### Records
□ □ □ □ □
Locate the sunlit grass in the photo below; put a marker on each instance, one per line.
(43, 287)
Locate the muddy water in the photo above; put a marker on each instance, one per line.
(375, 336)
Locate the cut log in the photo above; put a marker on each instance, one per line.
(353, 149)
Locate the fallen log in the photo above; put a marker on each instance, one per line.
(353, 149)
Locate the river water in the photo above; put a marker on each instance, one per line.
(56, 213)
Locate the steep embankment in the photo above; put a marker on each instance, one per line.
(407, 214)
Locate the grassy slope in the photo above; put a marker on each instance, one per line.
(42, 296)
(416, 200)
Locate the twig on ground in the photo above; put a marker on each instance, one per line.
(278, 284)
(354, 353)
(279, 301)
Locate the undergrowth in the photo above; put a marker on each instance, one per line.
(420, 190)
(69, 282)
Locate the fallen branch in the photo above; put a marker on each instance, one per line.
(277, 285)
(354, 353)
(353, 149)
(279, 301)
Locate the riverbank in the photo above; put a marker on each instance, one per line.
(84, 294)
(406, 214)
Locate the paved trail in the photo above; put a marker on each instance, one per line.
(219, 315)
□ □ □ □ □
### What the task asks
Reproduce all of the rows above verbatim, line for line, with no changes.

### Exercise answer
Locate the sunlit grass in the photo below; put a marker on each instance, one per line.
(43, 287)
Locate the muddy water in the photo above; put a marker on each instance, one per line.
(375, 336)
Locate the cut log in the photo above; put a marker on each instance, one per line.
(353, 149)
Locate the fallen log in the photo above; put a marker on each instance, one per line.
(353, 149)
Locate the river water in the photo above; put a marker on each instance, one per line.
(56, 213)
Locate the steep embankment in the photo above; put a marker on each instance, one per line.
(407, 214)
Locate the grassy slope in the photo above; put a marker on each instance, one per line.
(42, 296)
(416, 200)
Locate the twig on ground in the photo above; put a marker on each instance, one per line.
(278, 284)
(354, 353)
(279, 301)
Locate the undergrowth in the photo above; put a marker on each instance, one per line.
(420, 190)
(69, 282)
Locate the fallen branch in the photo above; put a marker on each instance, one per line.
(277, 285)
(354, 353)
(353, 149)
(279, 301)
Locate the riverbank in the photo above; put a marker on each instance, one per line.
(84, 294)
(406, 214)
Locate the paved trail in the photo above; put a marker on each instance, one per line.
(219, 315)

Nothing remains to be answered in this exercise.